→ Lesetext
=======

Fig. 4 u. 5. Versuch zur Ermittelung der Schwingungsrichtung.
Fig. 4 u. 5. Versuch zur Ermittelung der Schwingungsrichtung.

Erzeugt man nun solche stehende Schwingungen bei Licht, in der empfindlichen Gelatineschicht einer photographischen Platte, so bilden sich durch Zersetzung des Silbersalzes dunklere Schichten in Entfernungen von 1, 3, 5... Viertelwellenlängen von der spiegelnden Fläche. Dort befinden sich aber die Schwingungsbäuche der elektrischen Schwingungen, d. h. die elektrischen Schwingungen müssen die chemisch wirksamen sein. Da nun ferner die Lichtwirkung im Auge höchstwahrscheinlich ebenfalls auf chemischen Wirkungen beruht, so müssen diejenigen Schwingungen, die als Licht empfunden werden, die elektrischen sein. Auf gleiche Weise läßt sich zeigen, daß die elektrischen Wellen diejenigen sind, die Fluoreszenz erregen. Dreht man nun eine Turmalinplatte a b c d (Fig. 4), während man durch dieselbe in der Richtung o n nach einer weißen Fläche[76] blickt, um eine zur Kristallachse parallele Umdrehungsachse f g in die Lage a' b' c' d', so bleibt die Helligkeit des Gesichtsfeldes fast ungeändert. Neigt man aber die Platte derart gegen die Strahlenrichtung n o (Fig. 5), daß die zur Kristallachse senkrechte Linie h i die Umdrehungsachse bildet, so wird das Gesichtsfeld bedeutend dunkler. Nun ist es höchst wahrscheinlich, daß eine Änderung der Helligkeit nur dann eintreten kann, wenn der Winkel, den die Schwingungsrichtung mit der Kristallachse bildet, ein andrer wird. Aus dem Umstande, daß bei der ersten Art zu drehen (Fig. 4) die Helligkeit keine Änderung erfuhr, dürfen wir daher schließen, daß in diesem Falle die Richtung der Kristallachse in bezug auf die Schwingungen dieselbe blieb, mochte nun die Platte in der Stellung a b c d oder in der Stellung a' b' c' d' sich befinden. Die Richtung der elektrischen Schwingungen würden hiernach diejenige der Kristallachse f g sein, die in diesem Fall als Drehungsachse diente. Die Ebene der elektrischen Schwingungen des aus der Turmalinplatte austretenden polarisierten Strahles wäre demnach zur Kristallachse parallel, wie durch Fig. 6 noch besonders veranschaulicht wird.

Fig. 6. Lage der Schwingungsebene.
Fig. 6. Lage der Schwingungsebene.

Betrachtet man das von einer ebenen Glasplatte oder irgend einer andern nichtmetallischen Oberfläche zurückgeworfene Licht durch eine Turmalinplatte, so erscheint es, wenn man die letztere in ihrer Ebene um den zurückgeworfenen Strahl als Achse dreht, bald heller, bald dunkler, verschwindet jedoch (im allgemeinen) bei keiner Stellung der Turmalinplatte vollständig. Am hellsten erscheint es, wenn die Kristallachse des Turmalins zur Zurückwerfungsebene oder Einfallsebene (s. Spiegelung) senkrecht steht, am dunkelsten, wenn sie in diese Ebene zu liegen kommt. Das von der Glasplatte zurückgeworfene Licht ist sonach weder natürliches, noch ist es vollständig polarisiert, sondern verhält sich so, als ob es aus natürlichem und aus polarisiertem Lichte, dessen Schwingungen zur Reflexionsebene senkrecht stehen, gemischt wäre; man bezeichnet es daher als teilweise polarisiert.

=======

→ Vorliegende Einträge
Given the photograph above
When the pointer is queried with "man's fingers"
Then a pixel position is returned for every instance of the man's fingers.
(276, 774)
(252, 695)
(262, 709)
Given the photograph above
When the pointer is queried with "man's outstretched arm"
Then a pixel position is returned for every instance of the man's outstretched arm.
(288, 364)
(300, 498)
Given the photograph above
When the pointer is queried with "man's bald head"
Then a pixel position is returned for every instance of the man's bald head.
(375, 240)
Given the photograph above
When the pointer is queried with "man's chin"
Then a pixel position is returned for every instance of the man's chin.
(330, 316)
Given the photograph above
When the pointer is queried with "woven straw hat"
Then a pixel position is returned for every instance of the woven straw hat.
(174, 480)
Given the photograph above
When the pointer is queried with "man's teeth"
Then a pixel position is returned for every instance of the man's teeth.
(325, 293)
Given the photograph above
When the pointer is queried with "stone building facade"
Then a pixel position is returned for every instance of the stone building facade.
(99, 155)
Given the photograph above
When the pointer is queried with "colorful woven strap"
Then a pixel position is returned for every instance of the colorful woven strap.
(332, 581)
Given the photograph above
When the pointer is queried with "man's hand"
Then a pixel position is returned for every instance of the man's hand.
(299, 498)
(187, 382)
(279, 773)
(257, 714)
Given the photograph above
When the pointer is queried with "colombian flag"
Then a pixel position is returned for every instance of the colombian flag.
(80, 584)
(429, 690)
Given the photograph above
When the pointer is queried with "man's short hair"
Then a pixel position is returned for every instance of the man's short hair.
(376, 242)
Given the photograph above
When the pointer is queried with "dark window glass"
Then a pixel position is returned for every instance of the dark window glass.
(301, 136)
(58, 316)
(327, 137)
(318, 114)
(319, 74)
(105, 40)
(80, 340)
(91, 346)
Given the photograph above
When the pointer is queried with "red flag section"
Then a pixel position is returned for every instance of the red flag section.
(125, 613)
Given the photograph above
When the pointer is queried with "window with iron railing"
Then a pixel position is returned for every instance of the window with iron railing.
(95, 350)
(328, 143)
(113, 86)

=======

→ Aufgaben
1/ Erkläre anhand des Texts über die Polarisation des Lichts, warum die elektrischen Schwingungen die chemisch wirksamen sein müssen.
2/ Bei welcher Lage der Kristallachse des Turmalins erscheint laut dem Text über die Polarisation des Lichts das von der Glasplatte zurückgeworfene Licht am hellsten?
3/ Greif den Text über die Polarisation des Lichts auf und schreib ihn nach seinem letzten Satz weiter.
Die Einträge spielen dafür keine Rolle.

→ Lösungen
1/ In der Gelatineschicht einer photographischen Platte entstehen durch Zersetzung des Silbersalzes dunklere Schichten in Entfernungen von 1, 3, 5 … Viertelwellenlängen von der spiegelnden Fläche. Genau dort liegen die Schwingungsbäuche der elektrischen Schwingungen.

2/ Wenn die Kristallachse senkrecht zur Zurückwerfungsebene oder Einfallsebene steht.

3/
Fig. 7. Polarisation durch Reflexion.
Fig. 7. Polarisation durch Reflexion.

Das Verhältnis des polarisierten Anteils zum nichtpolarisierten ändert sich mit dem Einfallswinkel. Bei senkrechtem Einfallen z. B. enthält das zurückgeworfene Strahlenbündel gar kein polarisiertes Licht; beträgt aber der Einfallswinkel 57°, oder bildet der einfallende Strahl (a b, Fig. 7) einen Winkel a b h von 33° mit der Glasplatte, so fehlt der unpolarisierte Anteil ganz. Bei diesem Einfallswinkel, welcher der Polarisationswinkel genannt wird, ist also das von der Glasplatte zurückgeworfene Licht (b c) vollständig polarisiert, und zwar erfolgen seine Schwingungen senkrecht zur Polarisationsebene, wie die Zurückwerfungsebene a b c in diesem Fall auch genannt wird. Diese Lage der Schwingungsebene (d f i m) wird durch Fig. 7 versinnlicht. Statt das von der Glasplatte zurückgeworfene Licht mittels einer Turmalinplatte zu untersuchen, kann man es auch unter demselben Winkel auf einer zweiten Glasplatte auffangen (Fig. 8); stehen die beiden Platten, wie in der Figur, zueinander parallel, so fallen ihre Reflexionsebenen zusammen, und der an der ersten Platte polarisierte Strahl b c, dessen Schwingungen zur gemeinschaftlichen Reflexionsebene senkrecht sind, wird an der zweiten Platte nach c d zurückgeworfen.

Fig. 8. Polarisationsspiegel.
Fig. 8. Polarisationsspiegel.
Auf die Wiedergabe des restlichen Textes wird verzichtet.